Output the data below as a Markdown table with the columns "Row" and "Line". Include only the lines from the one containing "Please locate aquatic" through the one containing "[178,185,186,196]", number each line, and omit blank lines.

☆ ☆ ☆ ☆

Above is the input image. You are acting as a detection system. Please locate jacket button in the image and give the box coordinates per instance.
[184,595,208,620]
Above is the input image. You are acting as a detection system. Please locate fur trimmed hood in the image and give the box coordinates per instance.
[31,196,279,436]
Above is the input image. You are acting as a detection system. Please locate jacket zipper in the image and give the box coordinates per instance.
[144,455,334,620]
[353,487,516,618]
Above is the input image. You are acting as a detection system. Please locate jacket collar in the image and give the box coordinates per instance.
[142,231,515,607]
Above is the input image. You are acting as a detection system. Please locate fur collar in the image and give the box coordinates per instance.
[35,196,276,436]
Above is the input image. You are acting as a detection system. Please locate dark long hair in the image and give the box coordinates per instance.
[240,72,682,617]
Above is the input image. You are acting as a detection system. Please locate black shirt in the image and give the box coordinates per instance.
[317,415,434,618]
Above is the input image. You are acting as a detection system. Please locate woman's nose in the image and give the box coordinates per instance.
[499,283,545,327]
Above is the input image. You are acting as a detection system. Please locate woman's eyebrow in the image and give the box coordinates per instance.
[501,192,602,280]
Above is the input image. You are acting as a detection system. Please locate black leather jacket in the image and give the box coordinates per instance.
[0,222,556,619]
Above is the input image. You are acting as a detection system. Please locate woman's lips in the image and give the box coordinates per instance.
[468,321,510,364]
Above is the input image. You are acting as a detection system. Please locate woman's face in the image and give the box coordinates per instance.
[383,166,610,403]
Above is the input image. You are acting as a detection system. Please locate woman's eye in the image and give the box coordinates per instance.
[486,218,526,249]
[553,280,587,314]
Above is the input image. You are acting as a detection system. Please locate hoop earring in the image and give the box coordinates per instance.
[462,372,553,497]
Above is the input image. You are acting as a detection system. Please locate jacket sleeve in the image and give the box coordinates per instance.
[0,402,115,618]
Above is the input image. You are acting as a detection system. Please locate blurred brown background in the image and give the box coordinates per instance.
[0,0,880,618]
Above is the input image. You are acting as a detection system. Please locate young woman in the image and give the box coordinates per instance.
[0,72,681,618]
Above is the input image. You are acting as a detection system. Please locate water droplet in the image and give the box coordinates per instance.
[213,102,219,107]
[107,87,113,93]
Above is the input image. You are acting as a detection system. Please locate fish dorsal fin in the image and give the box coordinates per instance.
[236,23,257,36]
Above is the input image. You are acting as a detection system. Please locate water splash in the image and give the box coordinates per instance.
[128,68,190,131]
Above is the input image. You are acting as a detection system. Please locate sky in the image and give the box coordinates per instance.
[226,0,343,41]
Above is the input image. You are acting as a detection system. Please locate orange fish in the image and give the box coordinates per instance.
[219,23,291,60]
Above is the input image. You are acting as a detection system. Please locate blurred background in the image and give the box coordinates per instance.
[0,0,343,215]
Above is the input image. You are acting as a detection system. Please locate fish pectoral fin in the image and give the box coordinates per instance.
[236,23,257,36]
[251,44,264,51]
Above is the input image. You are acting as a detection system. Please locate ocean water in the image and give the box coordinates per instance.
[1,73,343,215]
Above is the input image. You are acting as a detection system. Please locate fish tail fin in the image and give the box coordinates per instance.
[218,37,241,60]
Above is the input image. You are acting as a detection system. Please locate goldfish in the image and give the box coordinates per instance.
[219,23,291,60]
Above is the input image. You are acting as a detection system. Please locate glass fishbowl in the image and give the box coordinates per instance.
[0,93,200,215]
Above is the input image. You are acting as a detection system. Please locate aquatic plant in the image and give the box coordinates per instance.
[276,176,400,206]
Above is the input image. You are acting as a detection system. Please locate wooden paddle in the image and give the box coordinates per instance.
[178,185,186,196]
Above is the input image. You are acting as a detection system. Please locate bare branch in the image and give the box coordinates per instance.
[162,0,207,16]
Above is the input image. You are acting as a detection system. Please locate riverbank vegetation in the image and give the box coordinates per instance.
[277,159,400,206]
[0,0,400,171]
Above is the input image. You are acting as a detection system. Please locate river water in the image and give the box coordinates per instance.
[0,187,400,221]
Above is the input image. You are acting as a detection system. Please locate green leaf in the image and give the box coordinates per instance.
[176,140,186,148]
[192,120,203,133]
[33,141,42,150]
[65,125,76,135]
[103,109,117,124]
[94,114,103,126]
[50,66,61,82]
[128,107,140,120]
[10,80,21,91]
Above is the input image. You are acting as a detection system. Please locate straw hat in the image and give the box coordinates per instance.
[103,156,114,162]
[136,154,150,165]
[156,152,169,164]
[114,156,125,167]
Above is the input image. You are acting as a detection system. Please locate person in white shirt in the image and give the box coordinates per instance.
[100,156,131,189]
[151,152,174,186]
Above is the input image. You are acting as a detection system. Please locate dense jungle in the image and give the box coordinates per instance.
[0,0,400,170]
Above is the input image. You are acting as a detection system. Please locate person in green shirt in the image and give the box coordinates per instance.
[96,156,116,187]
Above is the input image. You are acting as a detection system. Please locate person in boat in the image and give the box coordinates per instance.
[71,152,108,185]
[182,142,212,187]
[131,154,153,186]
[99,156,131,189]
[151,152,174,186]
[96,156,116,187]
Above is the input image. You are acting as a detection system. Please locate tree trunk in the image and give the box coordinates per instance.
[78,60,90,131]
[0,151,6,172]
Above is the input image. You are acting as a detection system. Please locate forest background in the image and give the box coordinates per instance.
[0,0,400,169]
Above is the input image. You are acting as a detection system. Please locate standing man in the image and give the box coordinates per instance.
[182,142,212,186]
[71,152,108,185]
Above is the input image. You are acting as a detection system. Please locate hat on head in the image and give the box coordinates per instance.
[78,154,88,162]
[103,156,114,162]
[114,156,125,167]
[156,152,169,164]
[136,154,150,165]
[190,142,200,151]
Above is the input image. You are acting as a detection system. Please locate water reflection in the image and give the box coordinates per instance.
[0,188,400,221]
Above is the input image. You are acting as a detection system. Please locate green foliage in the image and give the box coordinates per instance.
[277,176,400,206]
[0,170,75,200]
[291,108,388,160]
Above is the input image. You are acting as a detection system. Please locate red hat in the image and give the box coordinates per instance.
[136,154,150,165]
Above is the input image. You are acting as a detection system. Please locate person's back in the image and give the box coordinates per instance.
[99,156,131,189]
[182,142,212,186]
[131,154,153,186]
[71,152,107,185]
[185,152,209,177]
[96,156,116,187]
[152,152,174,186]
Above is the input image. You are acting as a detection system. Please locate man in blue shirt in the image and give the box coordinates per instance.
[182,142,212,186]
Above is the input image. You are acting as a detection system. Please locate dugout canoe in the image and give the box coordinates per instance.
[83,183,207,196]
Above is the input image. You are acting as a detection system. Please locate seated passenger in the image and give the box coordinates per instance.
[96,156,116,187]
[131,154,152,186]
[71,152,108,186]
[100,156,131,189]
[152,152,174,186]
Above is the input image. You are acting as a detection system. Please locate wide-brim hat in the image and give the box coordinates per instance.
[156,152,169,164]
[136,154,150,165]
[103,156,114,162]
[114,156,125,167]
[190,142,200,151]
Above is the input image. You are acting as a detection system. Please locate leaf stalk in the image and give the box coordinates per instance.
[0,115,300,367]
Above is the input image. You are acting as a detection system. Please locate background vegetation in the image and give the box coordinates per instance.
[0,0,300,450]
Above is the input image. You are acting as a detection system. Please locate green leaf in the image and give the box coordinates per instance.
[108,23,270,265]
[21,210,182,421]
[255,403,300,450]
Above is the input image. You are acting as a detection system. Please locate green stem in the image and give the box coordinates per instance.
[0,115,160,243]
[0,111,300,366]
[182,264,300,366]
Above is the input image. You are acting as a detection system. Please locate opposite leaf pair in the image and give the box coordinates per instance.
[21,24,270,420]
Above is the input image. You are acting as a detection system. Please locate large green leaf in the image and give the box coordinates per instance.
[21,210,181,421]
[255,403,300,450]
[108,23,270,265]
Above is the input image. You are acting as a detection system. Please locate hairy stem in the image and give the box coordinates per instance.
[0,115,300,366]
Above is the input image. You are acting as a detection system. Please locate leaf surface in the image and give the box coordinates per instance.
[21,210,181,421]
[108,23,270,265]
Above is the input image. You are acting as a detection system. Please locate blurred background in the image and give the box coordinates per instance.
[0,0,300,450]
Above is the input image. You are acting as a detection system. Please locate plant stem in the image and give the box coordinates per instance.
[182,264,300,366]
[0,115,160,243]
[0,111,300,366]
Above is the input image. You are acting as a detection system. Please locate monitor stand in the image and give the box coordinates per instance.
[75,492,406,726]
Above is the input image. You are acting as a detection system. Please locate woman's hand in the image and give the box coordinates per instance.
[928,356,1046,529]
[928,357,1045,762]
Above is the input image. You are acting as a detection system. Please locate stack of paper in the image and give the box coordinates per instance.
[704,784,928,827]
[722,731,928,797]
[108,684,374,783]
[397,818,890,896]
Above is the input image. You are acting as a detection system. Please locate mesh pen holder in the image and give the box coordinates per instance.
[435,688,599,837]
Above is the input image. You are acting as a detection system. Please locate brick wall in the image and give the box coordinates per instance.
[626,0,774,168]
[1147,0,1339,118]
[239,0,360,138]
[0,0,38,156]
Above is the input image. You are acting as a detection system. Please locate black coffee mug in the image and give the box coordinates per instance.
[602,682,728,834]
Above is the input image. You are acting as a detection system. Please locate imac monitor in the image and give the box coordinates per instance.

☆ ☆ ☆ ☆

• Exercise output
| Row | Line |
|---|---|
| 1 | Above is the input image. You are acting as a detection system. Please locate aquatic plant in the image and give the box coordinates per instance. |
| 2 | [276,176,400,206] |
| 3 | Above is the input image. You are acting as a detection system. Please locate wooden paddle in the image and give the box coordinates per instance. |
| 4 | [178,185,186,196] |